### ENUNCIADO
Responda, com base na mensagem abaixo:
1. Além da mão do homem, o que provoca os inúmeros sofrimentos mencionados no primeiro parágrafo?
2. Em que carta se inspira o tema escolhido para a mensagem?
3. Segundo a mensagem, o que constitui a conversão a Cristo?

JÁ
NÃO ESCRAVOS, MAS IRMÃOS
1. No início dum novo ano, que acolhemos
como uma graça e um dom de Deus para a humanidade, desejo dirigir, a cada homem
e mulher, bem como a todos os povos e nações do mundo, aos chefes de Estado e
de Governo e aos responsáveis das várias religiões, os meus ardentes votos de
paz, que acompanho com a minha oração a fim de que cessem as guerras, os
conflitos e os inúmeros sofrimentos provocados quer pela mão do homem quer por
velhas e novas epidemias e pelos efeitos devastadores das calamidades naturais.
Rezo de modo particular para que, respondendo à nossa vocação comum de
colaborar com Deus e com todas as pessoas de boa vontade para a promoção da
concórdia e da paz no mundo, saibamos resistir à tentação de nos comportarmos
de forma não digna da nossa humanidade.
. O tema, que escolhi para esta mensagem,
inspira-se na Carta de São Paulo a Filêmon; nela, o Apóstolo pede ao seu
colaborador para acolher Onésimo, que antes era escravo do próprio Filêmon mas agora
tornou-se cristão, merecendo por isso mesmo, segundo Paulo, ser considerado um
irmão. Escreve o Apóstolo dos gentios: «Ele foi afastado por breve tempo, a fim
de que o recebas para sempre, não já como escravo, mas muito mais do que um
escravo, como irmão querido» (Fm 15-16). Tornando-se cristão, Onésimo passou a
ser irmão de Filêmon. Deste modo, a conversão a Cristo, o início duma vida de
discipulado em Cristo constitui um novo nascimento (cf. 2 Cor 5, 17; 1 Pd 1,
3), que regenera a fraternidade como vínculo fundante da vida familiar e
alicerce da vida social.
(...)

### ITENS ARMAZENADOS

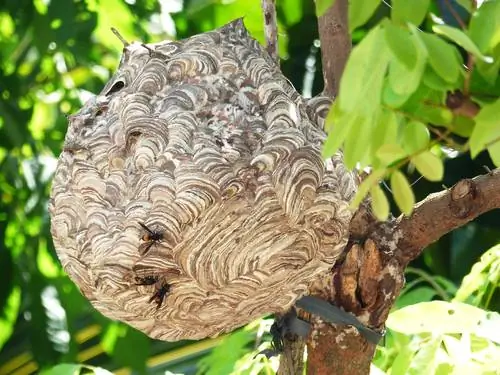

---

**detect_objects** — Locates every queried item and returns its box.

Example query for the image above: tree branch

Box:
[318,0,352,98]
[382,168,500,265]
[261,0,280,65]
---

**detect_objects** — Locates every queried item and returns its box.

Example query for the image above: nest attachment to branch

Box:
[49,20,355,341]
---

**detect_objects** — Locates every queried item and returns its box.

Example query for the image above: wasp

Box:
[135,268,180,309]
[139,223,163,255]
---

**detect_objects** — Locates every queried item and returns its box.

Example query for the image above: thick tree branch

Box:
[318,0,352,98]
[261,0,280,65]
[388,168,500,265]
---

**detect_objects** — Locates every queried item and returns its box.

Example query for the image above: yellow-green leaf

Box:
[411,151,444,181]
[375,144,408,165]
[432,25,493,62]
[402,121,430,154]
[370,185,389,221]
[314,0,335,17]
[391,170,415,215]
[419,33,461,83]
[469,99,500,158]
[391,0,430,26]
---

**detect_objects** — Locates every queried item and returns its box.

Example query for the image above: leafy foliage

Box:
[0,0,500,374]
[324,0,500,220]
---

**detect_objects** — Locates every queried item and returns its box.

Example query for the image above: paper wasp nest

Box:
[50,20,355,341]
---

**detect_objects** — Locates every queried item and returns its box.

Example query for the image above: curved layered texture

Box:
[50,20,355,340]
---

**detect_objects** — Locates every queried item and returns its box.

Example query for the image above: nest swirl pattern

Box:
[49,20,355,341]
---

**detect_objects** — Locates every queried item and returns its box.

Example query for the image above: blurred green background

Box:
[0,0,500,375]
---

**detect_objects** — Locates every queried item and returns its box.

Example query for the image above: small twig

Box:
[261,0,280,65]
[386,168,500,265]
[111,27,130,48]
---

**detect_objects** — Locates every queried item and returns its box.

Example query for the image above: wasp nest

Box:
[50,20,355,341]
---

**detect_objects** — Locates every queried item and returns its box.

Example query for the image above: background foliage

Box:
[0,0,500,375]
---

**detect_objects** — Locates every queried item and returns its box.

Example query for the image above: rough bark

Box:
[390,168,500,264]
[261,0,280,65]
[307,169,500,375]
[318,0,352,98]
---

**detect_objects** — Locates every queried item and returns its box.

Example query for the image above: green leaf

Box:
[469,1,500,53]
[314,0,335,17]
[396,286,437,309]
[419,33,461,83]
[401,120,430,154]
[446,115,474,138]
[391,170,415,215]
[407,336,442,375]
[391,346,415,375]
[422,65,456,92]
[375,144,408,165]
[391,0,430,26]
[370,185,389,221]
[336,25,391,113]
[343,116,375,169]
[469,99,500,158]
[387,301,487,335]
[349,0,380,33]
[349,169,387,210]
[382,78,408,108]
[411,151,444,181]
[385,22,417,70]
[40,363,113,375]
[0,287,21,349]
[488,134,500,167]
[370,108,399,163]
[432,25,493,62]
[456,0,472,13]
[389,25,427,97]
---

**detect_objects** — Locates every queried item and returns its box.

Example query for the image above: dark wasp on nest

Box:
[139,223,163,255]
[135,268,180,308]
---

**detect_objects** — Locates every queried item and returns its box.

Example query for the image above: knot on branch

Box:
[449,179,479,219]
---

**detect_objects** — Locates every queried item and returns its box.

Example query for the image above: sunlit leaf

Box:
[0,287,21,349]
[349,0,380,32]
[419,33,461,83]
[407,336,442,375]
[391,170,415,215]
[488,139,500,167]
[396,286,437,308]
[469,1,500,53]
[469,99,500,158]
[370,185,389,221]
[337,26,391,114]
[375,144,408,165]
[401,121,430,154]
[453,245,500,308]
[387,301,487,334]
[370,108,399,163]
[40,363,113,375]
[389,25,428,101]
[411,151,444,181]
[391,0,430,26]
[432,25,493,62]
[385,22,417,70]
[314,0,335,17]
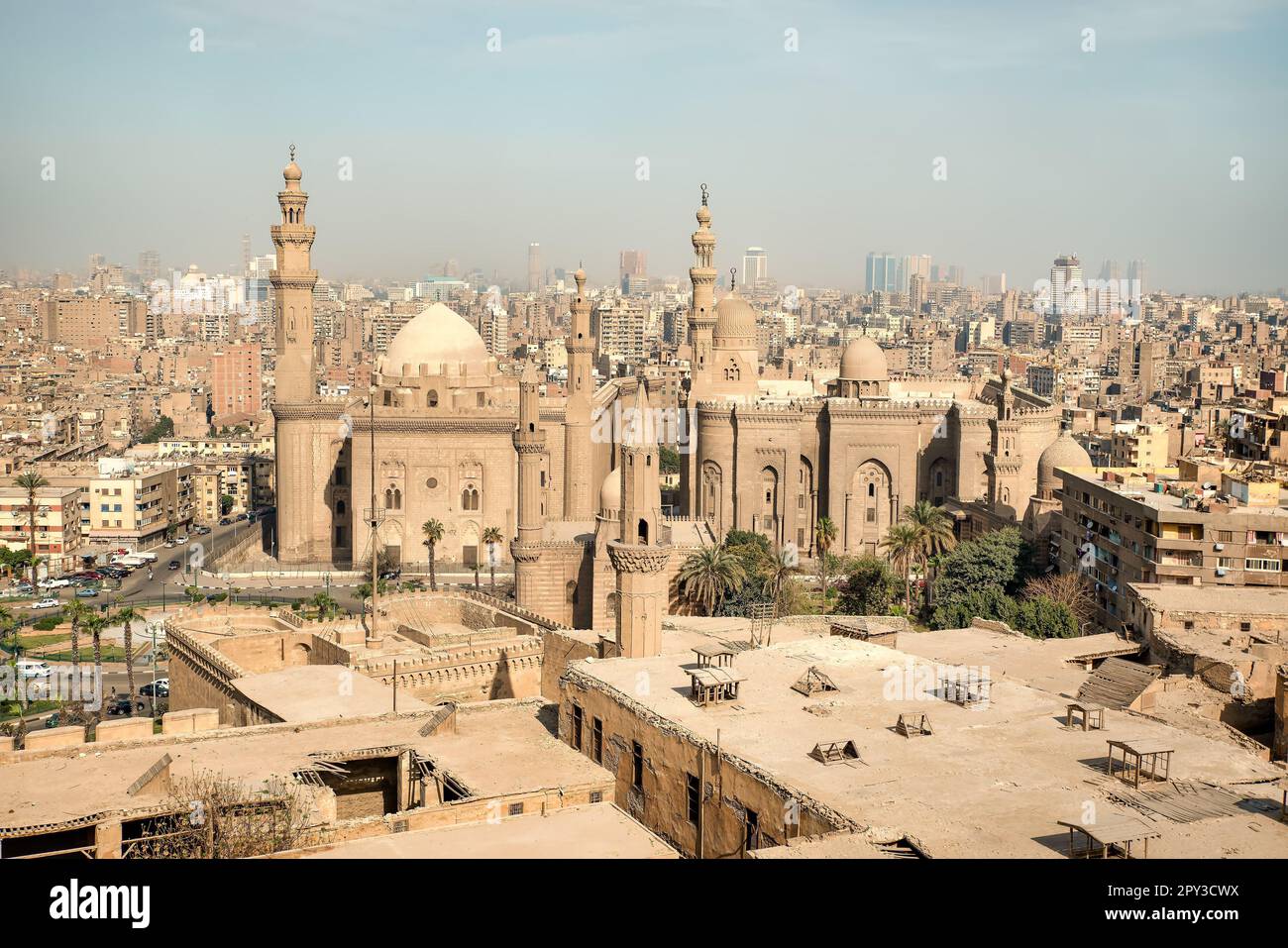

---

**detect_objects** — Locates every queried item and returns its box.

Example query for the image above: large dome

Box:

### RESPOSTA CORRETA
1. Velhas e novas epidemias e os efeitos devastadores das calamidades naturais.
2. Na Carta de São Paulo a Filêmon.
3. Um novo nascimento.